● Data listing

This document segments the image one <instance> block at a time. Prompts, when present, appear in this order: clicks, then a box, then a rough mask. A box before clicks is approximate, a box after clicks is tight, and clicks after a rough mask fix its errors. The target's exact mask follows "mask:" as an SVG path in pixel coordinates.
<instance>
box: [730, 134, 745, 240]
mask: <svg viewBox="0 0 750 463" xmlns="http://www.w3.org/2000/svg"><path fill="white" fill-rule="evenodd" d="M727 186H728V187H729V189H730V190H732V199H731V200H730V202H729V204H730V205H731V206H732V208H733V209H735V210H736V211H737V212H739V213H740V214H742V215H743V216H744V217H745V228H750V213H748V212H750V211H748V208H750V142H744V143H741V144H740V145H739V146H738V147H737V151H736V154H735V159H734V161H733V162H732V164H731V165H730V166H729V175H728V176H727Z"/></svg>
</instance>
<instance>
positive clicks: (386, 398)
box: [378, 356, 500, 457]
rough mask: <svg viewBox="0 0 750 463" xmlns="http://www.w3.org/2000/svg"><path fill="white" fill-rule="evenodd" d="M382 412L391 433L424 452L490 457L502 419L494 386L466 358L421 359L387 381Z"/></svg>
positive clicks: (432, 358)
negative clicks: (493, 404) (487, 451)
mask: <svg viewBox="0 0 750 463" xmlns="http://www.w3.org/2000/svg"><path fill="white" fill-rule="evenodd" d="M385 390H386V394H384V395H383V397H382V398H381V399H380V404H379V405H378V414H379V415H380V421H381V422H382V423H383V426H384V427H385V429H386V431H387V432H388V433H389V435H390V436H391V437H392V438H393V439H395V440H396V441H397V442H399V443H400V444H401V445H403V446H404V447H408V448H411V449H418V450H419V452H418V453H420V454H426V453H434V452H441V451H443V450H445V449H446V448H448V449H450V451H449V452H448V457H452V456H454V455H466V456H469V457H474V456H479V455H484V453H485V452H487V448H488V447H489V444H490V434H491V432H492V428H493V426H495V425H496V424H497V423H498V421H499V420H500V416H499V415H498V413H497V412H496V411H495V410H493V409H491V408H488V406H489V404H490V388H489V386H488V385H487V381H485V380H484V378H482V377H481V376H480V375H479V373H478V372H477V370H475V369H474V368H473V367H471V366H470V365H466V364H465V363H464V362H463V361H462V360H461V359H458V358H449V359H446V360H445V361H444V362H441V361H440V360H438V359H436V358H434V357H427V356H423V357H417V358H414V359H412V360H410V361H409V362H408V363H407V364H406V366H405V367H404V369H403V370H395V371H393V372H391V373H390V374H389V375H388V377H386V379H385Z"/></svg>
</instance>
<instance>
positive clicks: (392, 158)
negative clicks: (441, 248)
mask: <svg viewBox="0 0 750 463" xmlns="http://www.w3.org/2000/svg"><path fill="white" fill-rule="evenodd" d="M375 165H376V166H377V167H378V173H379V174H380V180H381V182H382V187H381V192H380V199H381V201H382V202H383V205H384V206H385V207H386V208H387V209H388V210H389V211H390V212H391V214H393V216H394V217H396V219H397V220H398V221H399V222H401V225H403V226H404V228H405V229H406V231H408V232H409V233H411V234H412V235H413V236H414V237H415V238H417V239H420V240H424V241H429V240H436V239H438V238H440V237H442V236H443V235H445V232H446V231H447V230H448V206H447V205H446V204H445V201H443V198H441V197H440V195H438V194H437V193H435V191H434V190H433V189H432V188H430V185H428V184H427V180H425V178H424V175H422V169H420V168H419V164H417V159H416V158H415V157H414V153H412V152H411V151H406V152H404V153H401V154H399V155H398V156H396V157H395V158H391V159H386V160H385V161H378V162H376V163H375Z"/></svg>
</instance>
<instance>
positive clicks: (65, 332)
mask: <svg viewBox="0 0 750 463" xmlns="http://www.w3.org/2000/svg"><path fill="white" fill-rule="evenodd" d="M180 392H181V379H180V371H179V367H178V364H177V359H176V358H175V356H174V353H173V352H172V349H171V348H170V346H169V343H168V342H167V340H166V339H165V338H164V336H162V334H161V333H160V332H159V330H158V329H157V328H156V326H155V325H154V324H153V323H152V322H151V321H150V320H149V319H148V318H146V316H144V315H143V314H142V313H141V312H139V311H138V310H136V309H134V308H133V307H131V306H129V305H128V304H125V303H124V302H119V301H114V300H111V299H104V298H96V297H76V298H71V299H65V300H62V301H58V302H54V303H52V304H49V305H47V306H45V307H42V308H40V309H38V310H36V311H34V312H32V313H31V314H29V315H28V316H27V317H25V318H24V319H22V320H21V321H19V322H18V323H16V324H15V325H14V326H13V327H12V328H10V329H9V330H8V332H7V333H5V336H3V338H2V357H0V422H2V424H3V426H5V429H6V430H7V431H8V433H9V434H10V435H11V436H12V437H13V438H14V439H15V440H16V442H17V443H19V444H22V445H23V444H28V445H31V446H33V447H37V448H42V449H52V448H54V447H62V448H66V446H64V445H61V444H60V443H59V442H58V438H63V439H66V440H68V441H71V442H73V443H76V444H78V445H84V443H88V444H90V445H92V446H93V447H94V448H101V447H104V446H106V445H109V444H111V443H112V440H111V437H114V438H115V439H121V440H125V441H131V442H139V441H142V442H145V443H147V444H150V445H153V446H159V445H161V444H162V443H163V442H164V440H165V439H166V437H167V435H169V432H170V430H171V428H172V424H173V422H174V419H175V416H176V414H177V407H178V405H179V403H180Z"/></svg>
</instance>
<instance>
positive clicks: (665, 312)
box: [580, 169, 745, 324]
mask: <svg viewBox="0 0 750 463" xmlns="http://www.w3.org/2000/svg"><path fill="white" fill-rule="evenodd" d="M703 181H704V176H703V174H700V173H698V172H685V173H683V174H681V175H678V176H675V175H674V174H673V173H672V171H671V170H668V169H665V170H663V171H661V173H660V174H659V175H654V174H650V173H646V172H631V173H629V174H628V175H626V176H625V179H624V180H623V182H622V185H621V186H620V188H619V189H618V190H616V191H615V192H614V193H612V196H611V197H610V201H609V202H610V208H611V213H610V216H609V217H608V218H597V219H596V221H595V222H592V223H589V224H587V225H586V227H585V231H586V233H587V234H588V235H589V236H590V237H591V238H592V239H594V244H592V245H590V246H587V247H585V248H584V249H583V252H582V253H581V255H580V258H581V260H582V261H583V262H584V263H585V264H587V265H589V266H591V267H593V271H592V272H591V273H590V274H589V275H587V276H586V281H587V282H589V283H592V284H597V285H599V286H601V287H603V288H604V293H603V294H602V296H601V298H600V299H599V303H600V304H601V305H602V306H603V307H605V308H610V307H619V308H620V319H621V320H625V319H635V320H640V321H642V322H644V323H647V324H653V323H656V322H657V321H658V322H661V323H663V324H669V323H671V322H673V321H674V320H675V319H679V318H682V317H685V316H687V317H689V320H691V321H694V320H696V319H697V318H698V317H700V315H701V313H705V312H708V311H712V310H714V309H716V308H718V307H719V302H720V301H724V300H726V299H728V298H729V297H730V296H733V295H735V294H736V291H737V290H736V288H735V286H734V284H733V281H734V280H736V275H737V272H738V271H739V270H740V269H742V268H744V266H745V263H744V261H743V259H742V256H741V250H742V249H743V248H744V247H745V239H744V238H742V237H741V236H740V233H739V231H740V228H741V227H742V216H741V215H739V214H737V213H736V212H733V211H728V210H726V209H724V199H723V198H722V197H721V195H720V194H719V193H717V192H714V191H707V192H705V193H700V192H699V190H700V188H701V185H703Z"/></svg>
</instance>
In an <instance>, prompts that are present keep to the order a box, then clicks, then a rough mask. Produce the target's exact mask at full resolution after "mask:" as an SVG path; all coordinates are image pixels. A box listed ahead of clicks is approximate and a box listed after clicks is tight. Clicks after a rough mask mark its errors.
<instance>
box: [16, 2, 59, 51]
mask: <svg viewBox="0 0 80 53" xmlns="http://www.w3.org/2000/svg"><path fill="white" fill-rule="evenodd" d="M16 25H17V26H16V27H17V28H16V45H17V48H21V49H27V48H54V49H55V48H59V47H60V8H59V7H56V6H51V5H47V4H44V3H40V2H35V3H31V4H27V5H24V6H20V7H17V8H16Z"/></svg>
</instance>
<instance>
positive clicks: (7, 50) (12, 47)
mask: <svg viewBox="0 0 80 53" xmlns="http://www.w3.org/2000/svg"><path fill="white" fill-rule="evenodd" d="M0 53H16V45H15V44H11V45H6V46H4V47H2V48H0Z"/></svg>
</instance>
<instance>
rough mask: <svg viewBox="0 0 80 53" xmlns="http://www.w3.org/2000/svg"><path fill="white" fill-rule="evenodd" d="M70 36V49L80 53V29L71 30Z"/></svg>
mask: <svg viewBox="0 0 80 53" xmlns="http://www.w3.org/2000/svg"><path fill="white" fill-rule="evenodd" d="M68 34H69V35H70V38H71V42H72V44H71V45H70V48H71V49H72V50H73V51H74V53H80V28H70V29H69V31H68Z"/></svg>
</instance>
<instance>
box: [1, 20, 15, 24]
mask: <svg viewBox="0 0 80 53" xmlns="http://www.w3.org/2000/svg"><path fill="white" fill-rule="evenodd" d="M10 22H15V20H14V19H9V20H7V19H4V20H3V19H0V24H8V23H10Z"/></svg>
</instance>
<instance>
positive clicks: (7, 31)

● What to work on
Reproduce everything in the records from the line containing "412L391 433L424 452L490" down to the line containing "positive clicks: (432, 358)", including both of those lines.

● Result of this task
rough mask: <svg viewBox="0 0 750 463" xmlns="http://www.w3.org/2000/svg"><path fill="white" fill-rule="evenodd" d="M382 412L391 433L424 452L490 457L502 419L494 386L466 358L421 359L387 381Z"/></svg>
positive clicks: (432, 358)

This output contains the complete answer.